Entries pointing to named objects:
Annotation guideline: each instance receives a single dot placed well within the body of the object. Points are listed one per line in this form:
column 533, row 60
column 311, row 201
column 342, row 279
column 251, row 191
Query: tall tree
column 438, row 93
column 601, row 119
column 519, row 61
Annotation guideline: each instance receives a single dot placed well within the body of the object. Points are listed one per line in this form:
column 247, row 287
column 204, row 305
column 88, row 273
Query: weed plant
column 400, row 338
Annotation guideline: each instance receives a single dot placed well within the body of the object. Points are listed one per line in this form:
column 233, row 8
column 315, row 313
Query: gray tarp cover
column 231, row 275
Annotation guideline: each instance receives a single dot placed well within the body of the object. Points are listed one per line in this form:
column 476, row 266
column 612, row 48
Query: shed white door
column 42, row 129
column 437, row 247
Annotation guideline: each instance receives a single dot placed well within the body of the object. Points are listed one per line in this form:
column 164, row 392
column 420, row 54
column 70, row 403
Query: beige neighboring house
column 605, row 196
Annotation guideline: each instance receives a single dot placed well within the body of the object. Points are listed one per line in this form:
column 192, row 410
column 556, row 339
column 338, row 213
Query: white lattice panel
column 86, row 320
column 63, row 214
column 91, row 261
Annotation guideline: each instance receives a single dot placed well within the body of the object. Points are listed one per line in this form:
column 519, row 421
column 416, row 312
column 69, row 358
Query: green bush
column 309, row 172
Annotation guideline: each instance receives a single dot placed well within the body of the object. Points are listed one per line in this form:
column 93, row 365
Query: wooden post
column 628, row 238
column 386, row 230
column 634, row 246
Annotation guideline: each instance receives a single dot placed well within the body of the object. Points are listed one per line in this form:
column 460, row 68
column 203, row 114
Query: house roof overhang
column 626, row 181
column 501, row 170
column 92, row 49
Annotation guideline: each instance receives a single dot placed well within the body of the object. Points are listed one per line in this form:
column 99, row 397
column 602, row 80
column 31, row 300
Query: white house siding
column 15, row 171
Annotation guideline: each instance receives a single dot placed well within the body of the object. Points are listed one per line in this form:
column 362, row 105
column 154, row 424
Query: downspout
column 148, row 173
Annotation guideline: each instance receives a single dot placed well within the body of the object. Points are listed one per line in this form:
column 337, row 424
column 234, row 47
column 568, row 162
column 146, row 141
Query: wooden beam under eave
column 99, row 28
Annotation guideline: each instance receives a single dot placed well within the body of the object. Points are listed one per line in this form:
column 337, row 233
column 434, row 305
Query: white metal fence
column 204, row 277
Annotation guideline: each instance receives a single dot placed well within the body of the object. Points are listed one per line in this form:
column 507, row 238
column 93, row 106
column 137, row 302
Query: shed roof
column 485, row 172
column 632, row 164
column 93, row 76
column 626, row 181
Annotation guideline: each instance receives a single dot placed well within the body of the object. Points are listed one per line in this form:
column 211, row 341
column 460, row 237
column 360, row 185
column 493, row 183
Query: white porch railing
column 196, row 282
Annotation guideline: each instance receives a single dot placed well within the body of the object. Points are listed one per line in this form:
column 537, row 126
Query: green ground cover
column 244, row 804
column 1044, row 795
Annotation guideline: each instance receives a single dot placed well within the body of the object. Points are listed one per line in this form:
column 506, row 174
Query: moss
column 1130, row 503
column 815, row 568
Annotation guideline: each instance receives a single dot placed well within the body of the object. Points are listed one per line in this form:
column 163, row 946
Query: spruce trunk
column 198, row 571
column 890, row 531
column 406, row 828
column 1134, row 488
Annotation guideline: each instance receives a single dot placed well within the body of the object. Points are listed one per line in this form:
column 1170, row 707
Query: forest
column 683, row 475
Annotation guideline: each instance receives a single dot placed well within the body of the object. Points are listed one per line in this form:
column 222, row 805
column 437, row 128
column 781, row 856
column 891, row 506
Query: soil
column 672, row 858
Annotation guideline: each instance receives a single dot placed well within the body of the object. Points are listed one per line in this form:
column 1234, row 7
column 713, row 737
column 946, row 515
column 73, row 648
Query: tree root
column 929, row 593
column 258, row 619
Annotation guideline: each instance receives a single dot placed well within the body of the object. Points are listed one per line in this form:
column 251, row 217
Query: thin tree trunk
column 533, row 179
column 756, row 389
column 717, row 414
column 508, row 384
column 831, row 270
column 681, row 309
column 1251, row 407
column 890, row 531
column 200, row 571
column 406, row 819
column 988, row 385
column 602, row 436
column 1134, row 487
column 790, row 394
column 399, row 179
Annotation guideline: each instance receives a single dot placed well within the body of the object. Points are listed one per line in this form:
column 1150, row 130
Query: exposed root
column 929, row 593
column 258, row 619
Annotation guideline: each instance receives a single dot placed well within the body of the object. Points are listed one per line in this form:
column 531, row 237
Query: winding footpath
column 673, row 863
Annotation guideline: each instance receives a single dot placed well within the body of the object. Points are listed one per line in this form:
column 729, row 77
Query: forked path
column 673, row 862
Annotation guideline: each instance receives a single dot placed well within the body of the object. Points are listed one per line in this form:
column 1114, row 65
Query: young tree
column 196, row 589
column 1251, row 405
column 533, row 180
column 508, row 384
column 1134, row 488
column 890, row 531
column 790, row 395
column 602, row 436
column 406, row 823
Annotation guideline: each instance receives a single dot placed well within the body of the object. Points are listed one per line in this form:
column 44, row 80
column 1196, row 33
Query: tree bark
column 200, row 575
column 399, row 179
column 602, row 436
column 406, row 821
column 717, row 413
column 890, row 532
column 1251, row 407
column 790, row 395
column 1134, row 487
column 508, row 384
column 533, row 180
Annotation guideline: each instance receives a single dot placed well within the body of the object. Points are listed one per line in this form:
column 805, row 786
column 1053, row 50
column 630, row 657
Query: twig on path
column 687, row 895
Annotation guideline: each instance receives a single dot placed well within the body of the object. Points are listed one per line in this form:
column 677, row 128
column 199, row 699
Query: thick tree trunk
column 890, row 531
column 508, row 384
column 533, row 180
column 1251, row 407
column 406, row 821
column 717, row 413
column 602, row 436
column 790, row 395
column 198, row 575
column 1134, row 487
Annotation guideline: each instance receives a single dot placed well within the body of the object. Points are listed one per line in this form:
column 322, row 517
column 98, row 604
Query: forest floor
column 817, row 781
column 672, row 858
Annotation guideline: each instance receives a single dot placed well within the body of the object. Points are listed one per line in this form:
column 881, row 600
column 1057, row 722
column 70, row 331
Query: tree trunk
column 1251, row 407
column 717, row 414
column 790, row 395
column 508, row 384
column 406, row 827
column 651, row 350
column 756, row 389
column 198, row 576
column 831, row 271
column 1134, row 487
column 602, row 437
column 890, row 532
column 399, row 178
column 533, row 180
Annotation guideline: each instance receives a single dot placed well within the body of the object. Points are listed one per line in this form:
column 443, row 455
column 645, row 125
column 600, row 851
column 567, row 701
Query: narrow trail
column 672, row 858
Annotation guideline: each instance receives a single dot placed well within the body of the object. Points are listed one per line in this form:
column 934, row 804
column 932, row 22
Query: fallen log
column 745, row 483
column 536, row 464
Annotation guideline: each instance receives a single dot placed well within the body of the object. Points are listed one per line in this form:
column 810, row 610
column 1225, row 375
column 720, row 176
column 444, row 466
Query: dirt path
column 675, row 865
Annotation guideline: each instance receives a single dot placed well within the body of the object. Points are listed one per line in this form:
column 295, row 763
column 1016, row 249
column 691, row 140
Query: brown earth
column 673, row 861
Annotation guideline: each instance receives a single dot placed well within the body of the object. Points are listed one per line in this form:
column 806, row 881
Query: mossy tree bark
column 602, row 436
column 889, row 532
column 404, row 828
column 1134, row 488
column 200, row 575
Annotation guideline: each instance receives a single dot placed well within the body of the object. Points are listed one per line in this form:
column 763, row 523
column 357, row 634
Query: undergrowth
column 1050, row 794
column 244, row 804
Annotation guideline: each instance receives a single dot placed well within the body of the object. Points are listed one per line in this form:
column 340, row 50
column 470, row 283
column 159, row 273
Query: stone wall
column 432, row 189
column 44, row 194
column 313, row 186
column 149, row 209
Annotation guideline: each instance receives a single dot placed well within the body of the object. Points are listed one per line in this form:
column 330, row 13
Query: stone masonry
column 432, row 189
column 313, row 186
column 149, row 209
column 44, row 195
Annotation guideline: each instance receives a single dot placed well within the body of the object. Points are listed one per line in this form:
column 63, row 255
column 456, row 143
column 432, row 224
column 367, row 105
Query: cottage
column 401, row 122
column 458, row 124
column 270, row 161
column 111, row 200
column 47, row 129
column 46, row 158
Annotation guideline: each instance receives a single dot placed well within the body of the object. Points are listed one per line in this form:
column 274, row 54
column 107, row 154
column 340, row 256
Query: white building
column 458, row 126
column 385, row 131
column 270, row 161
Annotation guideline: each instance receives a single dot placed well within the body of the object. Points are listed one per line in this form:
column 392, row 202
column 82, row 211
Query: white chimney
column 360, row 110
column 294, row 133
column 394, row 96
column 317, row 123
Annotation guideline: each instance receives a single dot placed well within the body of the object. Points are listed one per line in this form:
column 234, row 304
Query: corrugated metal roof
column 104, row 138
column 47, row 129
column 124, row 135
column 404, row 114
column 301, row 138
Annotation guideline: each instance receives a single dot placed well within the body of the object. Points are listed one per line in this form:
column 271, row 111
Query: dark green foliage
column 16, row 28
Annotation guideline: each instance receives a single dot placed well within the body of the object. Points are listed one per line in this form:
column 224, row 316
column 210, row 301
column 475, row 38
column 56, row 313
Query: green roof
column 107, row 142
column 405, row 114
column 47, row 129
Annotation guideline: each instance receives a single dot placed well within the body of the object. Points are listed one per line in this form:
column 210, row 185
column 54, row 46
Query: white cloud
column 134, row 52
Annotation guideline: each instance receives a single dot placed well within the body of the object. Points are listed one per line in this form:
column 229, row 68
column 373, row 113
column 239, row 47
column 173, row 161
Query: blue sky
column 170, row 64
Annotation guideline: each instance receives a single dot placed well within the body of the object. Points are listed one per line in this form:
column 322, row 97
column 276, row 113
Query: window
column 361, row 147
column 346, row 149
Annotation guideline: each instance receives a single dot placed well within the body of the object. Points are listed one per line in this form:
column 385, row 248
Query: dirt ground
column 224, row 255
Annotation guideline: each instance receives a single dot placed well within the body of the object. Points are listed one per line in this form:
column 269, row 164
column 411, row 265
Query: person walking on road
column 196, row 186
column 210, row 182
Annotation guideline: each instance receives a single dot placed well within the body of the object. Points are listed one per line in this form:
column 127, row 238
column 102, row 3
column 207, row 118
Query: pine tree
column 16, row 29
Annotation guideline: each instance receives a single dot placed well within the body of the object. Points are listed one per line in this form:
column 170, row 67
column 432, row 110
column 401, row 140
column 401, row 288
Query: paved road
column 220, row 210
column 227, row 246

EXERCISE BRIEF — Collect every line in the entries above that contains the word "metal", matching case exactly.

CORRECT RESULT —
Query: white metal fence
Query: corrugated metal roof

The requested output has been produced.